**TASK PROMPT**
Repeat all of the material below word for word, leaving out the pictures.

**GIVEN RECORDS**
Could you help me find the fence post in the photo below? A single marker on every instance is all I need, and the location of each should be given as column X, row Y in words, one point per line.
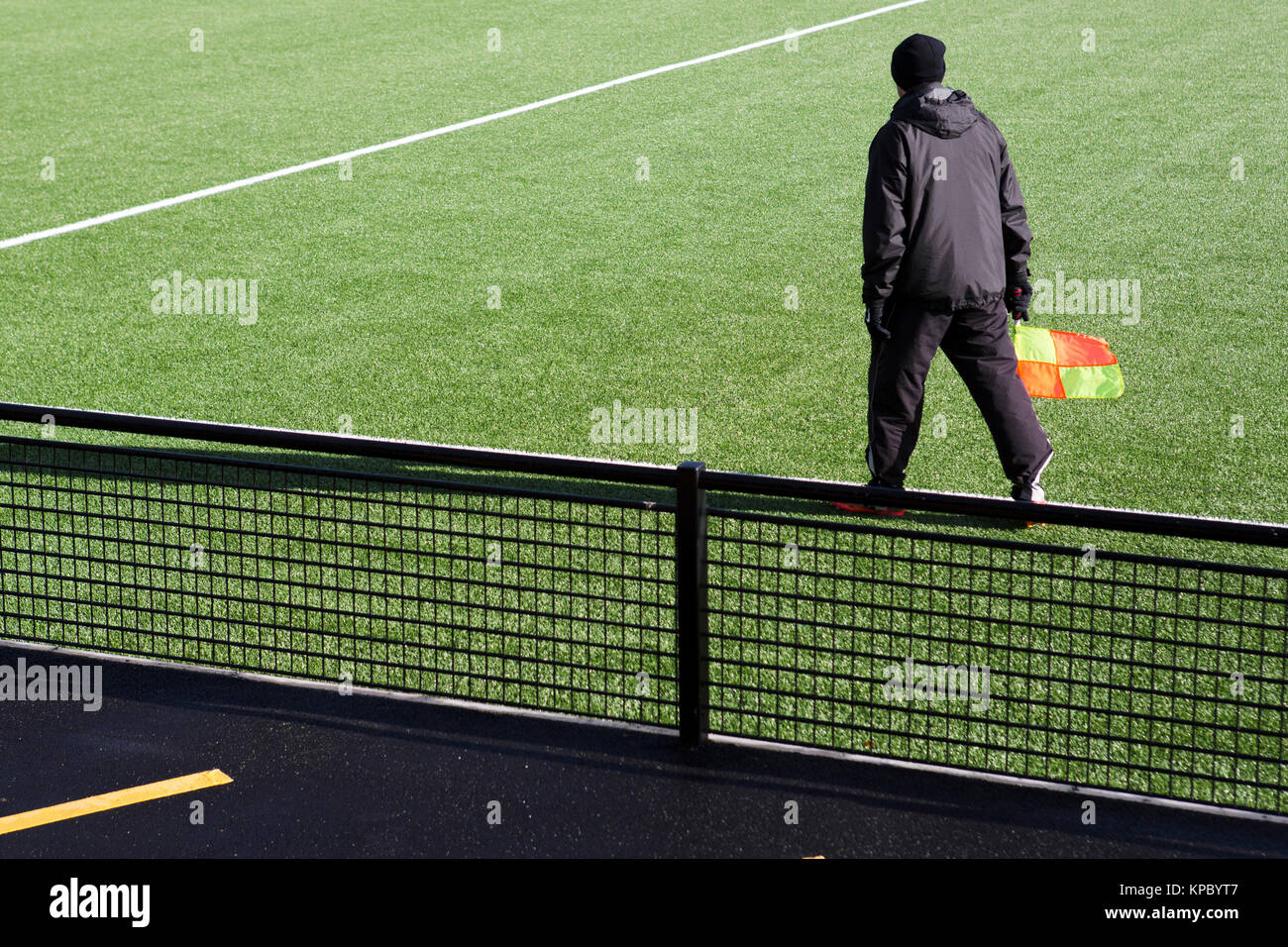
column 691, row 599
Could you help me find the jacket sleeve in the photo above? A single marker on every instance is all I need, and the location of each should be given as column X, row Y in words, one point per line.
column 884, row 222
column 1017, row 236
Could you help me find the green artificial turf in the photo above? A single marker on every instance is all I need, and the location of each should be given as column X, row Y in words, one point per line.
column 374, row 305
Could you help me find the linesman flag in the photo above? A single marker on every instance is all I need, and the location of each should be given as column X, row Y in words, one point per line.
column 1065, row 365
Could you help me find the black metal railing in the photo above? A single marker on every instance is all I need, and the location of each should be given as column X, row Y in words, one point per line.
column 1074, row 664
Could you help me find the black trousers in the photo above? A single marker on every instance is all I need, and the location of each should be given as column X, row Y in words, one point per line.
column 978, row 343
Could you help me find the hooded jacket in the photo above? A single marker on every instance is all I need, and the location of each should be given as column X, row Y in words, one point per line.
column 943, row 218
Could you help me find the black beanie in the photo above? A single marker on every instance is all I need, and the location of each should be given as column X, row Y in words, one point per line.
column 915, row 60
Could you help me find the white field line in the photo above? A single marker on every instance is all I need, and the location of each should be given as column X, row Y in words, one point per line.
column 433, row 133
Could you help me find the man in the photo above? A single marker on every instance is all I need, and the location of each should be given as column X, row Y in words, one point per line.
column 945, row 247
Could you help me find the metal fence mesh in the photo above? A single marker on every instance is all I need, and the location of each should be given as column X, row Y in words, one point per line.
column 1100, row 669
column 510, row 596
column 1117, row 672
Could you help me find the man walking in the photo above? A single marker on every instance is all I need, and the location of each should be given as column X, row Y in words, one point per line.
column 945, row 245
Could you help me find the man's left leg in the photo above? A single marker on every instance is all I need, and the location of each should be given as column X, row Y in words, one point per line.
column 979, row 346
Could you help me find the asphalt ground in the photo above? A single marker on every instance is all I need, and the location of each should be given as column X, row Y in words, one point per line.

**FINISHED TASK**
Could you help me find the fence post in the photo below? A single marker on every instance is all I need, and the location of each should be given as column X, row Y in words, one point per line.
column 691, row 599
Could you help me find the jacket sleeve in the photo above? A single marker on every instance is all I need, and the location of each should be given as column X, row Y in words, one point per line.
column 884, row 222
column 1017, row 236
Could you help me find the green artificial turf in the photo above? A single marker on every instance is all I need, and the location of each should be given as column X, row Y in words, one point per line.
column 374, row 305
Could you help me find the linesman flag in the photo above? A single marker on every instance is all I need, and the location of each should be given as column X, row Y in words, one point per line.
column 1065, row 365
Could you help me find the black metal railing in the photo above? A single marker on every instance is all I need, and the location of each should be given as column X, row Y in words, one point per line.
column 1074, row 664
Could you help me find the black trousers in the photo above? A single marker on every instance is all I need, and the location of each should be given as column X, row Y in words, one point per line.
column 978, row 343
Could you help me find the hooded jacket in the photo above? A single marker on every instance is all I need, and the location of each should be given as column X, row Y in words, one point per line.
column 943, row 218
Could you help me find the black beanie in the photo above? A single marker on every instance is all I need, and the location of each should be given as column X, row Y in words, one point per line.
column 915, row 60
Could you help me find the white field line in the photo above? A single marker on every instance is all I need, and the location of each should be given as column X, row Y in words, one point per line.
column 433, row 133
Could you help me find the man in the photo above? A single marker on every instance is all I need, and the location of each should be given as column X, row Y in words, one point per line.
column 945, row 247
Could you help me find the metal fence mesh in the photo above? A single marker on every instance is all I need, and the location of each should be given as column X, row Y in words, one point per line.
column 1100, row 669
column 510, row 596
column 1117, row 672
Could you help me find the man walking in the photo above? A single marker on every instance is all I need, and the location of each should be given as column X, row Y in words, one point per line.
column 945, row 245
Could you help me find the man's left leg in the photo above? A single marker on every instance is all I need, and the location of each should be given as column X, row Y in words, one point per line.
column 979, row 346
Could you help me find the asphalt ground in the photo above? A single marker on every instance is all I need, and the location of each should be given as column X, row Y in words, one point per line.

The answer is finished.